## START Document passage
Second, there is no mention in the video that the mass is a propitiatory offering for our sins. The incessant emphasis on the mass being a unification of two equal parts no different than one another is straight out of Martin Luther’s playbook. It inevitably leads to the understanding that the priest is not acting in persona Christi during the mass, that he is only a “presider” and that the mass is simply a gathering of like-minded people as opposed to being the unbloodied, re-presentation of the Sacrifice on Calvary.

Third, there are no kneelers at Good Shepherd.

We are told by Deacon Sandy that we should stand because that is how we “show reverence” to the President of the United States. I really hope I don’t have to remind the good Deacon that the President is merely a man whereas Jesus Christ, the Son of God and ruler of all nations, is both human and divine. This being the case, we should take our cues not from the customs of the world, but from Scripture, which reminds us that kneeling is a sign of obedience to God. We are not equal with him.
## END Document passage
## START Listed entries
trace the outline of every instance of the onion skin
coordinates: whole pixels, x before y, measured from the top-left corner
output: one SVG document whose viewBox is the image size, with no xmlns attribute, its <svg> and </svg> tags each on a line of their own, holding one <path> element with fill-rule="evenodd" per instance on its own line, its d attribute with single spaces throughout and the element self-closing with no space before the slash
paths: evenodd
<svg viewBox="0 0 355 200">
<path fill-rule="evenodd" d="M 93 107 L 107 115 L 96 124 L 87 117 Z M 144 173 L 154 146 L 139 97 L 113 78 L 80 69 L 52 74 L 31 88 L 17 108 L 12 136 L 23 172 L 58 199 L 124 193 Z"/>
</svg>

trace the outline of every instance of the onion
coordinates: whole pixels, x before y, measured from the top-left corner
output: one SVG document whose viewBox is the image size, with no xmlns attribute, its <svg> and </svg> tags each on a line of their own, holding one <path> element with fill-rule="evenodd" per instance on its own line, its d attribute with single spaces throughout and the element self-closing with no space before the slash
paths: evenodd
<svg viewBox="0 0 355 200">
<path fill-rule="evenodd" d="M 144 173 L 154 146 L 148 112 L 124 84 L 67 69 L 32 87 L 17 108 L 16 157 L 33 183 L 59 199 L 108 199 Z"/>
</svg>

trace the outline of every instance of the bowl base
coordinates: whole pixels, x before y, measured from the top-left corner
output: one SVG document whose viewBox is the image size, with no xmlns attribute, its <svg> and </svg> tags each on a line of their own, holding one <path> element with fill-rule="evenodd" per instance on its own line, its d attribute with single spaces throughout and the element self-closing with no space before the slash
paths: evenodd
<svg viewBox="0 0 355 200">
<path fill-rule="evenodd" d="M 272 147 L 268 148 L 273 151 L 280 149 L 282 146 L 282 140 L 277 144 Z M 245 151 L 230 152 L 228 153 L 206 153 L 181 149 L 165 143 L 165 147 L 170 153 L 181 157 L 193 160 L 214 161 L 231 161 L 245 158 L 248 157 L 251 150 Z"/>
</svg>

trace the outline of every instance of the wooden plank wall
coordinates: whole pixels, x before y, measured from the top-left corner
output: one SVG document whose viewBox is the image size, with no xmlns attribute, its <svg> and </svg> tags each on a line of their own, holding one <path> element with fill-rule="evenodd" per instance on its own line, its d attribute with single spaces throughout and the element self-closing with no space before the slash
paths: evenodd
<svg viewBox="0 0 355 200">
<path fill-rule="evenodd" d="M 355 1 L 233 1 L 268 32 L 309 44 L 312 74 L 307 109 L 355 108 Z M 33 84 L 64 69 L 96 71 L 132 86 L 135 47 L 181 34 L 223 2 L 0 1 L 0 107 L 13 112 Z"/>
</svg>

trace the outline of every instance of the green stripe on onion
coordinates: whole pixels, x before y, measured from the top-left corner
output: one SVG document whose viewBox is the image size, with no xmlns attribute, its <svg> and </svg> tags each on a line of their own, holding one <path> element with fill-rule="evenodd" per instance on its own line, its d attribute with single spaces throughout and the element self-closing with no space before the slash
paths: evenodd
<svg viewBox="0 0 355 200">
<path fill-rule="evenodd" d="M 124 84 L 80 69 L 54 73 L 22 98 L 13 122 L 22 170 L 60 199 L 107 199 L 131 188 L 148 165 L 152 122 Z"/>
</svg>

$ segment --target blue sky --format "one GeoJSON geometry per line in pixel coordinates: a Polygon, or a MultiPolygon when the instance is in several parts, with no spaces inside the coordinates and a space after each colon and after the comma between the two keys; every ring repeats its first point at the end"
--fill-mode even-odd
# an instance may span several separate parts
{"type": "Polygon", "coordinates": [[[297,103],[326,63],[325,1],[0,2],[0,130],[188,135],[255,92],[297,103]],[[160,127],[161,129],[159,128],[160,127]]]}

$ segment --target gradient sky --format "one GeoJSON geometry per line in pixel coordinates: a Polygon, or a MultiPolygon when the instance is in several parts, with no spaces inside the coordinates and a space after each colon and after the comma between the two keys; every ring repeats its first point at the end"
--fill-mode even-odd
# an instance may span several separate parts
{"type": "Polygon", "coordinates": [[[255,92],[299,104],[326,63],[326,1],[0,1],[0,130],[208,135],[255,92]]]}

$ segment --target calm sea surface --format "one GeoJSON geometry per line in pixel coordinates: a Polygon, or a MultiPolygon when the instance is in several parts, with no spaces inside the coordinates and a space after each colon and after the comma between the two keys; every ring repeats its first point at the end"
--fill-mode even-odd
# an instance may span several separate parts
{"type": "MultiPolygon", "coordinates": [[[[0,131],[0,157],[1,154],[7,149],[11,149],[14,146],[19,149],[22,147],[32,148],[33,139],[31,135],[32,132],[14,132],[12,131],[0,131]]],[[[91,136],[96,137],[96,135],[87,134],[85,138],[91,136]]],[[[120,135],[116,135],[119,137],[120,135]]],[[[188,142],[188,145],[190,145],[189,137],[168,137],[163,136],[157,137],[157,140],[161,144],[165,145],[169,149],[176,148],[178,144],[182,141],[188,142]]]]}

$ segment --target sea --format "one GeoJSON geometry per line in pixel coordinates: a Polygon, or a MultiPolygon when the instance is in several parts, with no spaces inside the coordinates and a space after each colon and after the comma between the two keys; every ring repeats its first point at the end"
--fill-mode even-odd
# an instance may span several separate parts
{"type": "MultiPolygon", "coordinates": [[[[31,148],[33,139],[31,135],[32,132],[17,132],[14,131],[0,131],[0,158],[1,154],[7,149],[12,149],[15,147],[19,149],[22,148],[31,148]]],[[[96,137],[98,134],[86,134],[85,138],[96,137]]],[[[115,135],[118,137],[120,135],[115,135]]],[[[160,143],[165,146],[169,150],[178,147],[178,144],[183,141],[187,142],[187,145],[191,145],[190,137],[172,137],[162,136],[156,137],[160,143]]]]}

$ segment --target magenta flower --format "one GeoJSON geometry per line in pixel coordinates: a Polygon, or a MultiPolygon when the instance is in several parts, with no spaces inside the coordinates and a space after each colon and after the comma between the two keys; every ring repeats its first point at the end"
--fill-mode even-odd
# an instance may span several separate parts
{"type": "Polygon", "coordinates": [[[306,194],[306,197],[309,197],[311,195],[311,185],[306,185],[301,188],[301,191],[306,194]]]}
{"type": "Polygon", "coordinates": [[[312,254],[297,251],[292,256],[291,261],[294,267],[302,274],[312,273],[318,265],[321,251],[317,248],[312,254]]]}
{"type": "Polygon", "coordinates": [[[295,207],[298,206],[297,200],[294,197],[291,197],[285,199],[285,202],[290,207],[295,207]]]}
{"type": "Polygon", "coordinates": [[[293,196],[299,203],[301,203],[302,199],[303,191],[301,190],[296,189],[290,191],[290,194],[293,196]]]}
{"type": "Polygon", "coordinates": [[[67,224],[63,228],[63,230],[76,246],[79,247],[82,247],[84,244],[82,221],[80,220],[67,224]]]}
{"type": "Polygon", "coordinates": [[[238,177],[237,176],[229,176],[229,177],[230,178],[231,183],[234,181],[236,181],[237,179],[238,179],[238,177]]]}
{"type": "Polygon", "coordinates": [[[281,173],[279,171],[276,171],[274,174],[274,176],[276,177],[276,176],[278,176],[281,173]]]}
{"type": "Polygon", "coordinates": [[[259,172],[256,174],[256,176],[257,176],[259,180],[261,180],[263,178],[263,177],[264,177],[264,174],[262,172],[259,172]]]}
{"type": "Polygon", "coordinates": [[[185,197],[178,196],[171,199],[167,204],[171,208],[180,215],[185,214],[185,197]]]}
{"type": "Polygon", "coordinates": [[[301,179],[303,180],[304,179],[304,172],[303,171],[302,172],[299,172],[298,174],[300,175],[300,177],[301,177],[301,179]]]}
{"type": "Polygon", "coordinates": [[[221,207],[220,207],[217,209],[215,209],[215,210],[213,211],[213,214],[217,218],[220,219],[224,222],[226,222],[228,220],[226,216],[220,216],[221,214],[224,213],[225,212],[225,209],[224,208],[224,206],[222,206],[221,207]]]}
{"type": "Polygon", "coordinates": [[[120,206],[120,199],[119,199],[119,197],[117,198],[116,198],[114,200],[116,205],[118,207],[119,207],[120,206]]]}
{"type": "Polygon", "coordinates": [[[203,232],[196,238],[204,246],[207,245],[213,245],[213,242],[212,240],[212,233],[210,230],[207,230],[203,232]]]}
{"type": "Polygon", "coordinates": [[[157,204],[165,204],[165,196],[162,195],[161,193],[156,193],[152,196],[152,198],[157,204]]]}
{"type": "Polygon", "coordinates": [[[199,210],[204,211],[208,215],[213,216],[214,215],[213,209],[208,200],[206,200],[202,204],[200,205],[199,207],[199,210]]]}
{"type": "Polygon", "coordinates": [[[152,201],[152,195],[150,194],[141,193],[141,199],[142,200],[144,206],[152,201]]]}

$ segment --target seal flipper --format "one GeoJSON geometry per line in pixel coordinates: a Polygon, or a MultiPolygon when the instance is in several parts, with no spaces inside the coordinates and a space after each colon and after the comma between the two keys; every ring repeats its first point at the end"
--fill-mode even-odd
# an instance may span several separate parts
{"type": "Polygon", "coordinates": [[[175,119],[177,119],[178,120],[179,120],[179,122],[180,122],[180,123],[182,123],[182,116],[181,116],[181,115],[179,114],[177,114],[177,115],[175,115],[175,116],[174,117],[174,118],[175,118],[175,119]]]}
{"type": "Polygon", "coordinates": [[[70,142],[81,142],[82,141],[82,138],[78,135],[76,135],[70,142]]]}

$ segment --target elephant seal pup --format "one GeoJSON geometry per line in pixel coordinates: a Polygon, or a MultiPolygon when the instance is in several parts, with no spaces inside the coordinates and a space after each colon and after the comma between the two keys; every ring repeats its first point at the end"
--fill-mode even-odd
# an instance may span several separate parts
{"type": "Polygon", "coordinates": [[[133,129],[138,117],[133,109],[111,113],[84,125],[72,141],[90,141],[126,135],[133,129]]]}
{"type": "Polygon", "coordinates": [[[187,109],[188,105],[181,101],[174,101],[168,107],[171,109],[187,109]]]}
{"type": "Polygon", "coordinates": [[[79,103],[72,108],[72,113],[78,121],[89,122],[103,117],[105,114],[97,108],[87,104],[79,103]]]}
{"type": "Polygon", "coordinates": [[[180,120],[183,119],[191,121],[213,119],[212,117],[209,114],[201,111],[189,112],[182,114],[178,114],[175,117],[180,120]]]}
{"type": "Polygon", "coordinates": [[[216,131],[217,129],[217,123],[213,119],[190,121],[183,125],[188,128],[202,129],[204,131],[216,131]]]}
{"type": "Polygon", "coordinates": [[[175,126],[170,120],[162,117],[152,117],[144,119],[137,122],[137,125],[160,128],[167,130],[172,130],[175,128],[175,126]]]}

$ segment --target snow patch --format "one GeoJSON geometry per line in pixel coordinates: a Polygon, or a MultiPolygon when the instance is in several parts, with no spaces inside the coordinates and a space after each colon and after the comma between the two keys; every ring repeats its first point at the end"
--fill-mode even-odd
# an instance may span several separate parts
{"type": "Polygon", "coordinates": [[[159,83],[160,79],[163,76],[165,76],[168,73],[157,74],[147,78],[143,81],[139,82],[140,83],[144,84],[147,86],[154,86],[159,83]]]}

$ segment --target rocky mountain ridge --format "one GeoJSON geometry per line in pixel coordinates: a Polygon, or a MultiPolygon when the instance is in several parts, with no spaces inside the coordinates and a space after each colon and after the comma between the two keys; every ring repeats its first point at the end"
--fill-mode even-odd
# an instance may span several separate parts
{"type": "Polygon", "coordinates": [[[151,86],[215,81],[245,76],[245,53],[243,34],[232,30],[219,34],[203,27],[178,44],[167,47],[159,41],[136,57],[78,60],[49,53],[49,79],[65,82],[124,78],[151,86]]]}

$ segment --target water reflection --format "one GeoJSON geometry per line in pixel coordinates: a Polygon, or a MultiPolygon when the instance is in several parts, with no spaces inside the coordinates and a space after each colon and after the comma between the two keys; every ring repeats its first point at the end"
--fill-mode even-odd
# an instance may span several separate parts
## END Listed entries
Request 1: Find every line in the records that contains the word "seal", and copy each one out in full.
Request 2: Extend the commentary on the mass and kneeling at Good Shepherd, picking up right after its final sentence.
The text and the records have nothing to do with each other.

Output 1:
$ segment --target seal flipper --format "one GeoJSON geometry per line in pixel coordinates: a Polygon, or a MultiPolygon when the instance is in several parts, with no spaces inside the coordinates and a space after each colon and after the comma between the two keys; every ring repeats its first point at the end"
$ segment --target elephant seal pup --format "one GeoJSON geometry per line in pixel coordinates: a Polygon, or a MultiPolygon when the instance is in several parts, with no spaces inside the coordinates and a space after each colon and after the comma between the two keys; every ring repeats its first point at the end"

Output 2:
Embracing this sort of innovation leads to endless revisions and can have a detrimental effect on Catholics in the long run. Just ask Jimmy Fallon, the host of The Tonight Show, who stopped attending mass because of liturgical changes.

Next we are told that our experience at mass is “enhanced” by things like video screens. Oh how empty those who lived before the invention of PowerPoint must have felt after mass!

What Deacon Sandy is implicitly saying here is that the mass in inherently inadequate and not capable of edifying the congregation. Question: does Deacon Sandy believe in the real presence of Jesus Christ? Seriously, there is nothing more edifying than receiving Christ’s body and soul during communion. Nothing. Adding elements to the mass from the outside world injects things that are bound by time and built by man into something that is timeless and built by God.

Lastly I want to point out how absurd it is to have 70 parish “ministries.” This is a problem many parishes, especially in the United States, where finances are not always difficult to come by, have.

There is a great book titled “The Soul of the Apostolate” written by Jean-Baptiste Chautard, O.C.S.O. that tackles this precise problem. It is a fantastic book that used to be bedside reading for Pope St. Pius X.

The essence of “The Soul of the Apostolate” is that there is a danger to getting “too involved.” What happens is that we fall victim to thinking that things can only change and that our lives can only have meaning if we put away our missals, stop praying our rosaries and head out into the streets.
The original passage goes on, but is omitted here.